Gérard Philipe e Micheline Presle erano stati alcuni anni prima, nel 1947, François e Marthe, i due protagonisti de Le diable au corps di Claude Autant-Lara, una delle coppie leggendarie (e sfortunate) del cinema francese. Ritrovarli anni dopo nella parte di due amanti (al di la del tempo, poiché il film di Autant-Lara si svolgeva durante la guerra di 1914-’18 e Villa Borghese si svolge negli anni Cinquanta), stanchi della loro relazione, può fare immaginare un altro finale, meno romantico, di quel film, se Marthe non fosse morta.
Villa Borghese consente a Gérard Philipe di ritornare a Roma dopo le riprese de La bellezza del diavolo di René Clair.
ore 19.00
Fanfan la Tulipe (1952)

• _Dati registrati_
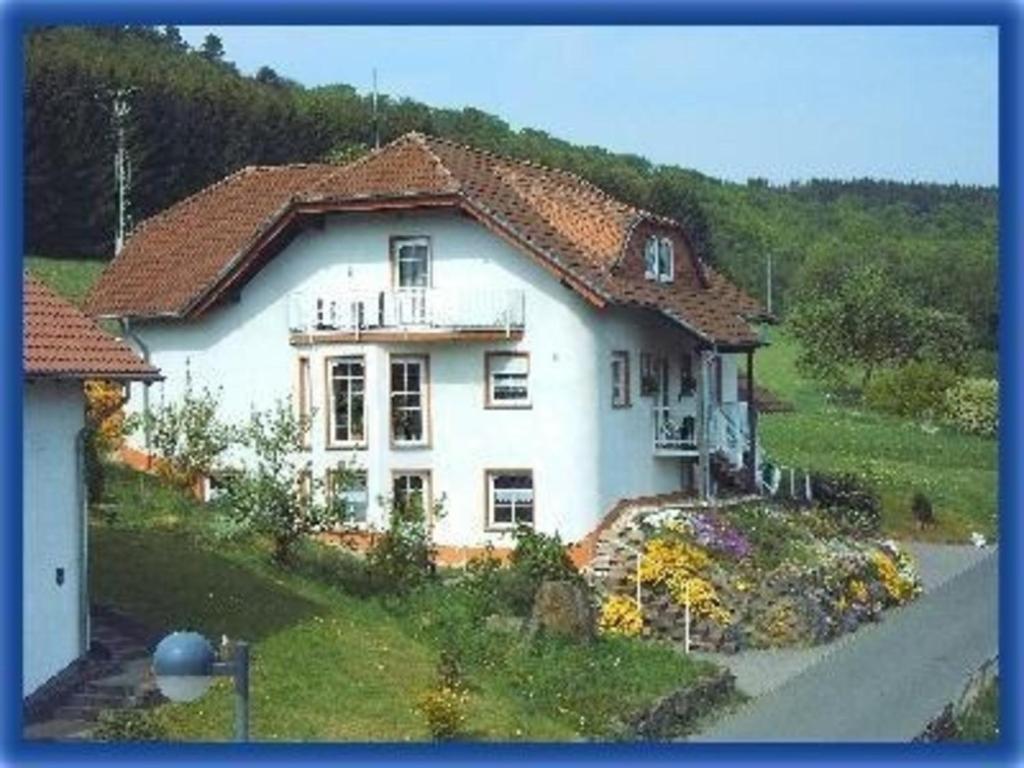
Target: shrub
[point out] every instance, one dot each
(274, 493)
(621, 615)
(849, 501)
(129, 725)
(444, 710)
(402, 557)
(973, 406)
(916, 389)
(540, 557)
(186, 436)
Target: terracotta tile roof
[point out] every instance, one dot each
(186, 253)
(61, 342)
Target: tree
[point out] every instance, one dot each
(212, 48)
(186, 436)
(274, 493)
(864, 321)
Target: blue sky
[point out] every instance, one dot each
(908, 103)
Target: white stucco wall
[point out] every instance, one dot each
(584, 455)
(53, 628)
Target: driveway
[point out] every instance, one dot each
(886, 681)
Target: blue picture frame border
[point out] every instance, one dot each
(16, 16)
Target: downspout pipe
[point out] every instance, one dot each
(127, 331)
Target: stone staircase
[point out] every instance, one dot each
(119, 679)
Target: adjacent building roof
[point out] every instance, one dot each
(61, 342)
(179, 261)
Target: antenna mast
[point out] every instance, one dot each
(377, 132)
(122, 167)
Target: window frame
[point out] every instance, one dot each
(622, 357)
(329, 487)
(394, 245)
(425, 421)
(488, 390)
(303, 384)
(488, 494)
(330, 424)
(428, 488)
(666, 275)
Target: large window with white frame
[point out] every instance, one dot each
(409, 400)
(659, 262)
(510, 498)
(412, 262)
(348, 488)
(346, 412)
(507, 379)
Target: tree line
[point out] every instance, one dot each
(195, 118)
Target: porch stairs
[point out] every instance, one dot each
(120, 679)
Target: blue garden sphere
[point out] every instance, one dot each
(182, 665)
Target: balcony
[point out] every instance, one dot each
(418, 311)
(675, 432)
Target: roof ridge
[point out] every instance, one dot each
(189, 200)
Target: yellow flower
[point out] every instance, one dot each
(621, 615)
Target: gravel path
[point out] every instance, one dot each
(761, 671)
(886, 681)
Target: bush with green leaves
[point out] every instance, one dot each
(973, 406)
(402, 557)
(849, 501)
(129, 725)
(272, 491)
(186, 436)
(541, 557)
(916, 389)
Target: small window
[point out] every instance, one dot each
(412, 489)
(349, 488)
(666, 261)
(412, 261)
(510, 499)
(658, 259)
(508, 379)
(620, 379)
(347, 399)
(409, 393)
(650, 258)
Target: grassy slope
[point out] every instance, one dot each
(70, 278)
(957, 471)
(327, 666)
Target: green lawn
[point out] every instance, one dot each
(329, 665)
(957, 471)
(70, 278)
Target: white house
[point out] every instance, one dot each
(61, 348)
(457, 323)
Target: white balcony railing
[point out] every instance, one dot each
(419, 308)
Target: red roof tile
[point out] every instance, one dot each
(61, 342)
(177, 260)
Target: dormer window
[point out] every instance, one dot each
(658, 259)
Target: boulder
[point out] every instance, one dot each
(563, 608)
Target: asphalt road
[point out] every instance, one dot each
(887, 683)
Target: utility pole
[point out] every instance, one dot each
(377, 132)
(122, 166)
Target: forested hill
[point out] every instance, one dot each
(195, 119)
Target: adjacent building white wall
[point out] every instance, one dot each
(585, 456)
(54, 625)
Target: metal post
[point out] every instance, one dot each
(686, 617)
(241, 665)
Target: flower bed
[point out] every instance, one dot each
(756, 576)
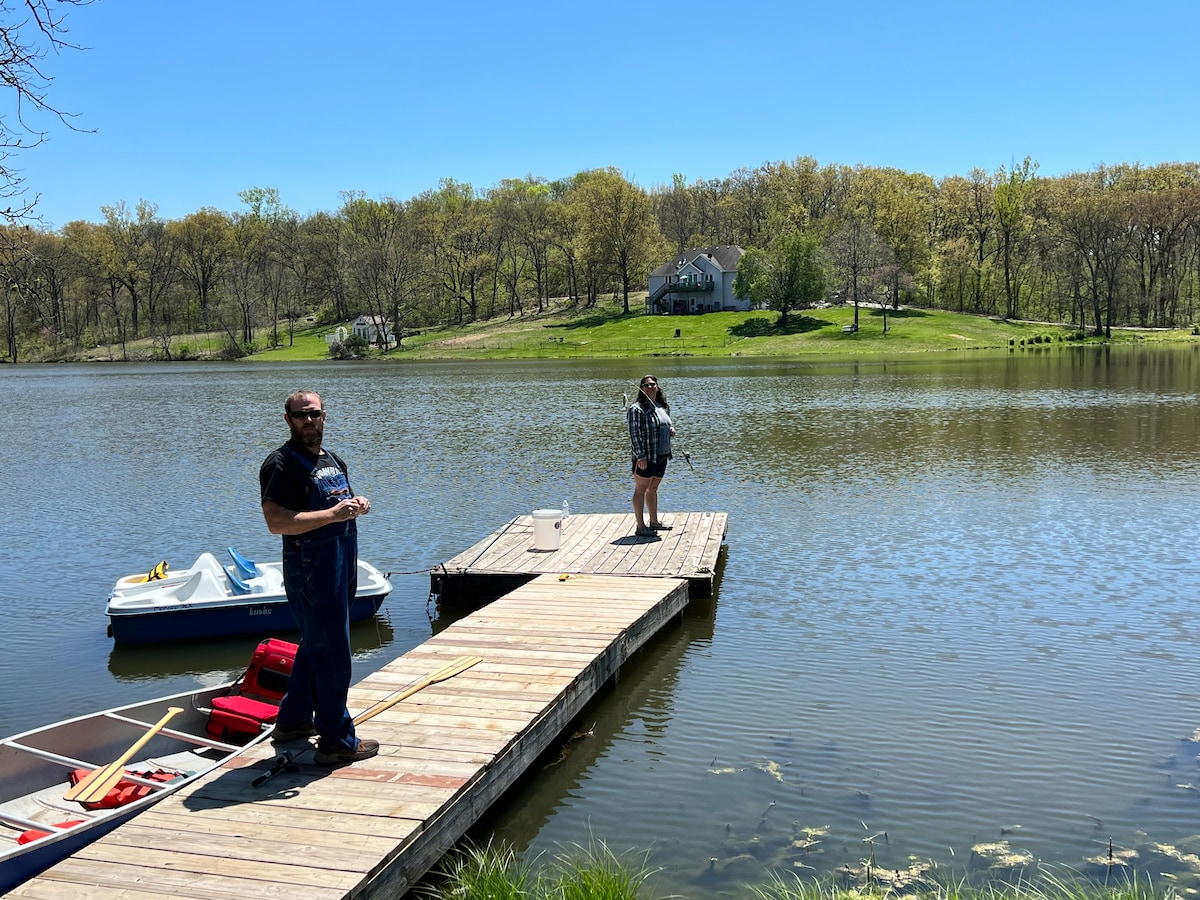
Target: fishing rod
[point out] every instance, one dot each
(285, 762)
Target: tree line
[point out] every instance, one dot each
(1113, 246)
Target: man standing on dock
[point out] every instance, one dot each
(307, 498)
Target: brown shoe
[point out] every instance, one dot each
(340, 755)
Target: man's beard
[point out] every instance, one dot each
(311, 438)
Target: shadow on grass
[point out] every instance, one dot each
(795, 324)
(898, 313)
(597, 319)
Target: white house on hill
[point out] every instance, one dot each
(370, 327)
(696, 281)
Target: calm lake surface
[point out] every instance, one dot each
(958, 603)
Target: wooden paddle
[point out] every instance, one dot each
(449, 671)
(105, 779)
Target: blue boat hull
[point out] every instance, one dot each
(229, 621)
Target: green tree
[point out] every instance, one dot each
(618, 227)
(1012, 221)
(786, 276)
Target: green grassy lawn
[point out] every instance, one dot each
(573, 331)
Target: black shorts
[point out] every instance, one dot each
(653, 469)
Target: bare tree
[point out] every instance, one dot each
(29, 29)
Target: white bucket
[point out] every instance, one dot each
(547, 528)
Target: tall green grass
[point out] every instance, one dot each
(597, 873)
(575, 873)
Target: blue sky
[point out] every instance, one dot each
(190, 101)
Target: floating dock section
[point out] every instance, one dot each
(373, 828)
(603, 544)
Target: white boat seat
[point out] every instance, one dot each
(189, 587)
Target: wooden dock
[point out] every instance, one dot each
(373, 828)
(589, 545)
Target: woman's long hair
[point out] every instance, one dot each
(646, 402)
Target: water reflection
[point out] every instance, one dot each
(223, 659)
(958, 597)
(629, 717)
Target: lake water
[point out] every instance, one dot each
(958, 604)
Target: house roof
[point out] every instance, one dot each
(725, 257)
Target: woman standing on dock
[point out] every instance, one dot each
(649, 432)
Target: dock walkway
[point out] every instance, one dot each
(595, 544)
(373, 828)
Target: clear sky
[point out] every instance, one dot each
(191, 101)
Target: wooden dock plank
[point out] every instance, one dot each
(448, 753)
(598, 544)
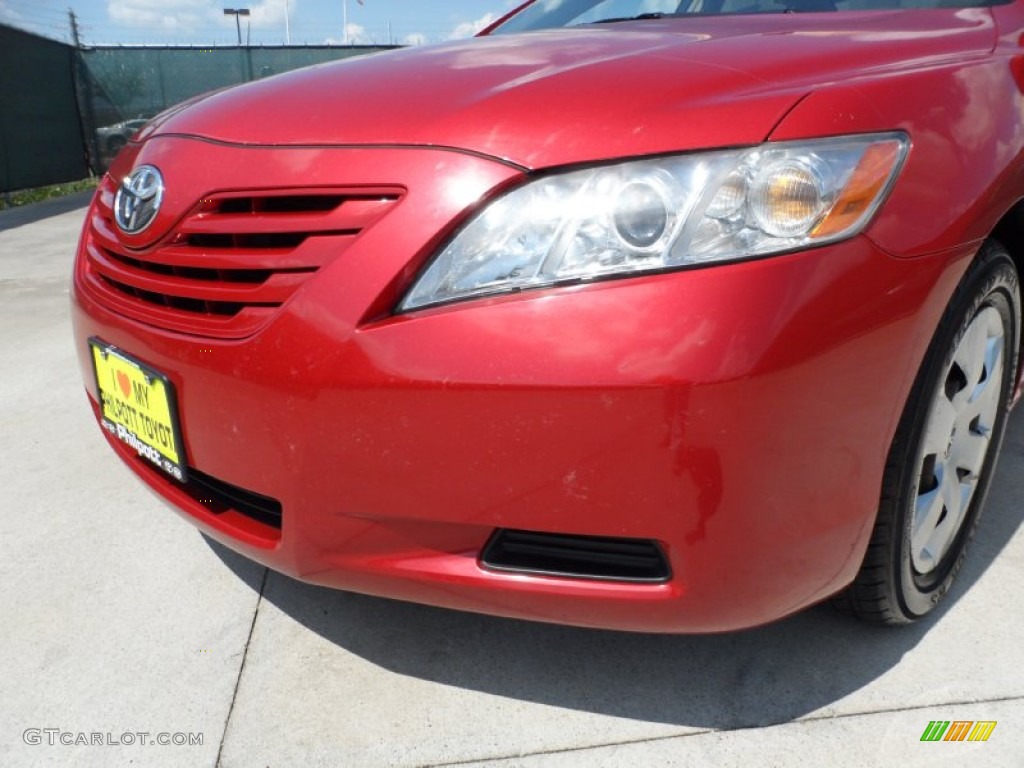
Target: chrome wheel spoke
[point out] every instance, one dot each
(955, 439)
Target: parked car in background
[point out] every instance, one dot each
(660, 316)
(114, 137)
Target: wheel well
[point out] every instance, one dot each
(1010, 231)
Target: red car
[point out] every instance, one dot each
(659, 316)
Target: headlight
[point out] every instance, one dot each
(666, 213)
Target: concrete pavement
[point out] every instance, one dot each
(120, 619)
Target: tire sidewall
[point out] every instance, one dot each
(993, 285)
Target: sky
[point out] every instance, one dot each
(270, 22)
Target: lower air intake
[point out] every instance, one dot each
(577, 556)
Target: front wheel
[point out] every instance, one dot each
(943, 456)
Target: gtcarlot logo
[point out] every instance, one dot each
(958, 730)
(60, 737)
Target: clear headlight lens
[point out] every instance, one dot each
(664, 213)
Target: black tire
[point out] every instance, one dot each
(901, 581)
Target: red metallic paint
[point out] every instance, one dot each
(738, 414)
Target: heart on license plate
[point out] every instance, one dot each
(138, 408)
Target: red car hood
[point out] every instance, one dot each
(586, 93)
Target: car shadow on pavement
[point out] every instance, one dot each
(759, 677)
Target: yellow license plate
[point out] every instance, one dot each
(138, 408)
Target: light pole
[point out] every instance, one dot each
(238, 25)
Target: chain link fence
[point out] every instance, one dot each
(66, 112)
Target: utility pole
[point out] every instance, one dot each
(238, 25)
(83, 98)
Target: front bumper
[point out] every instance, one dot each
(738, 415)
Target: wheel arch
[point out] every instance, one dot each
(1010, 231)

• _Consegna_
Scrivi il seguito del brano su Gérard Philipe, riprendendo subito dopo l'ultima riga riportata.

• _Risposta_
Regia: Christian-Jaque; adattamento: Christian-Jaque, Henri Jeanson, René Wheeler; sceneggiatura: René Wheeler, René Fallet; costumi: Robert Gys; musica: Georges Van Parys, Maurice Thieret; interpreti: Gérard Philipe, Gina Lollobrigida, Noël Roquevert, Geneviève Page, Marcel Herrand, Jean-Marc Tennberg; origine: Francia; produzione: Films Ariane, Filmsonor, Produzione Film Giuseppe Amato; durata: 102′
«Il copione finale fu una storia d’amore e di azione intrisa di umorismo e da continui colpi di scena, ambientata all’epoca di Luigi XV e della guerra dei Sette anni. Per il personaggio principale Christian-Jaque non ebbe in mente che Gérard con il quale aveva già lavorato ne La Certosa di Parma e in un episodio di Ricordi perduti. Senza perdere tempo, l’attore iniziò a prendere lezioni di scherma e annunziò che non avrebbe usata nessuna controfigura nelle scene più pericolose del film» (Capua). «Il piacere che provai quando scendendo all’aeroporto di Orly, trovai ad attendermi un grande regista come Jaque e un grande attore come Philipe. Non lo avevo mai conosciuto prima e credevo che si sarebbe dato delle arie con l’ultima arrivata “italiana”. Invece fu così cordiale, simpatico e comprensivo, da commuovermi. Stringemmo subito amicizia e le mie paure svanirono: Gérard non soltanto mi aiutava a trovarmi a mio agio quando recitavamo insieme, ma molte ore del suo tempo libero le perdeva per insegnarmi il francese, che ancora non conoscevo» (Lollobrigida).
ore 21.00
La bellezza del diavolo (1950)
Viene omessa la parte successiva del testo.